> Passage
Start of Block

The need for the St. Laurent class came about in 1949 when Canada joined NATO and the Cold War was in its infancy. The Royal Canadian Navy (RCN) was assigned responsibility for anti-submarine warfare (ASW) and controlling sea space in the western North Atlantic. The St Laurent class were built to an operational requirement much like that which produced the British Type 12, and were powered by the same machinery plant. The rounded deck-edge forward was adopted to prevent ice forming. The vessels were designed to operate in harsh Canadian conditions. They were built to counter nuclear, biological and chemical attack conditions, which led to a design with a rounded hull, a continuous main deck, and the addition of a pre-wetting system to wash away contaminants. The living spaces on the ship were part of a "citadel" which could be sealed off from contamination for the crew safety. The ships were sometimes referred to as "Cadillacs" for their relatively luxurious crew compartments; these were also the first Canadian warships to have a bunk for every crew member since previous warship designs had used hammocks.

As built, the ships were 366 ft long overall with a beam of 42 ft and a draught of 13 ft 2 in. The destroyer escorts displaced 2263 t standard and 2800 t at deep load. The destroyer escorts had a crew of 12 officers and 237 enlisted.

===Armament===
The St. Laurent class was fitted with twin 3 in/L50 caliber guns in two mounts for engaging both surface and air targets. The ships were also fitted with two single-mounted 40 mm guns. The class's anti-submarine armament consisted of a pair of triple-barreled Mk. NC 10 Limbo ASW mortars in a stern well. The stern well had a roller top to close it off from following seas. As with the British Type 12 design, the provision for long-range homing torpedoes, in this case BIDDER [Mk 20E] or the US Mark 35 were included. However, they were never fitted.

End of Block

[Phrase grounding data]
Start of Block

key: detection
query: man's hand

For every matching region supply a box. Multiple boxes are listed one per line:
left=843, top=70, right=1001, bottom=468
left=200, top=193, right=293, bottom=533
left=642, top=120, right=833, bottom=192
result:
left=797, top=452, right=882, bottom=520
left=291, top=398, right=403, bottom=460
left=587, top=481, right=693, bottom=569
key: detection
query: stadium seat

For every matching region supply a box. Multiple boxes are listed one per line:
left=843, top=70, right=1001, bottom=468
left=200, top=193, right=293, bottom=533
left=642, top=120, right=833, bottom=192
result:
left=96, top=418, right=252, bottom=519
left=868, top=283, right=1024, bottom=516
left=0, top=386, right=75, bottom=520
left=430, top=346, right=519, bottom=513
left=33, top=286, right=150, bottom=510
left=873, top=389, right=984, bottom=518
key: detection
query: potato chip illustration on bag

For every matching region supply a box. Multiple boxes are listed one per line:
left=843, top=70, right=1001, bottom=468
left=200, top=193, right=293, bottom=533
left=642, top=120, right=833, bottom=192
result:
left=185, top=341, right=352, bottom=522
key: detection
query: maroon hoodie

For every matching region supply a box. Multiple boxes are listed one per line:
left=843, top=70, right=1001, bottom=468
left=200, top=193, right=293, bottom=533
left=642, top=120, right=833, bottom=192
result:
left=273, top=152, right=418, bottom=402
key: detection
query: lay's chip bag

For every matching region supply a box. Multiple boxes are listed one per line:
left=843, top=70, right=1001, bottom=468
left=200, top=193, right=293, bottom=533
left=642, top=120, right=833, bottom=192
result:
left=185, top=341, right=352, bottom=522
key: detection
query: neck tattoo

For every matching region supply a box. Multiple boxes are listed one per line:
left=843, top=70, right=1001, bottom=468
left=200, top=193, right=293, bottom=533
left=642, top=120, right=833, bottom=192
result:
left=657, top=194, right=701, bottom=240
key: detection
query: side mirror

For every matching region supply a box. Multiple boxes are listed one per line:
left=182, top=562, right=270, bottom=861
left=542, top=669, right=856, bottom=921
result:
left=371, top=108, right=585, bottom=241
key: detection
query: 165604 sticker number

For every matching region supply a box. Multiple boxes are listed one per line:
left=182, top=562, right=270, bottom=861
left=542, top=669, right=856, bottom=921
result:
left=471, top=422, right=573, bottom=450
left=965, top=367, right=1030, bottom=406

End of Block

> Task list
1. Using the St. Laurent class passage, list the design features that it says resulted from building the ships to counter nuclear, biological and chemical attack conditions.
2. Carry on with the St. Laurent class text, picking up after its last sentence.

> Exercise responses
1.
- A rounded hull
- A continuous main deck
- A pre-wetting system to wash away contaminants

2.
===Machinery===
The vessels of the St. Laurent class had two Babcock & Wilcox water tube boilers installed. The steam produced by these boilers was directed at two geared steam turbines which powered two shafts, providing 30,000 shp to drive the ship at a maximum speed of 28.5 knot. The ships had an endurance of 4570 nmi at 12 kn.

===DDH conversion===
Following successful trials aboard the frigate and sister ship , plans to convert the St. Laurent class took shape. The development of the beartrap, installed in during her 1962–63 conversion, finalized the concept. By keeping the aircraft secure, the beartrap eliminated the need for deck handling from landing to the hangar, or from hangar to takeoff.

In the conversion to a helicopter-carrying vessel, Skeena was gutted except for machinery and some forward spaces. The hull was strengthened, and fuelling facilities for the helicopter and active fin stabilizers were installed. The fin stabilizers were to reduce roll in rough weather during helicopter operations. All seven St Laurents were fitted with helicopter platforms and SQS 504 Variable Depth Sonar (VDS). The single funnel was altered to twin stepped funnels to permit the forward extension of the helicopter hangar. To make room for the helicopter deck, the aft 3-inch mount and one of the Limbos were removed. The two 40 mm guns were also removed. Following the conversion, the displacement remained the same at standard load but at full load, it increased to 3051 t.

===DELEX program===

In the late 1970s, under the Destroyer Life Extension (DELEX) program was commissioned to upgrade ten of the St. Laurent-class ships with new electronics, machinery, and hull upgrades and repairs. However, only enough was done to keep the ships in service into the late 1980s. For the St. Laurents, this meant hull and machinery repairs only.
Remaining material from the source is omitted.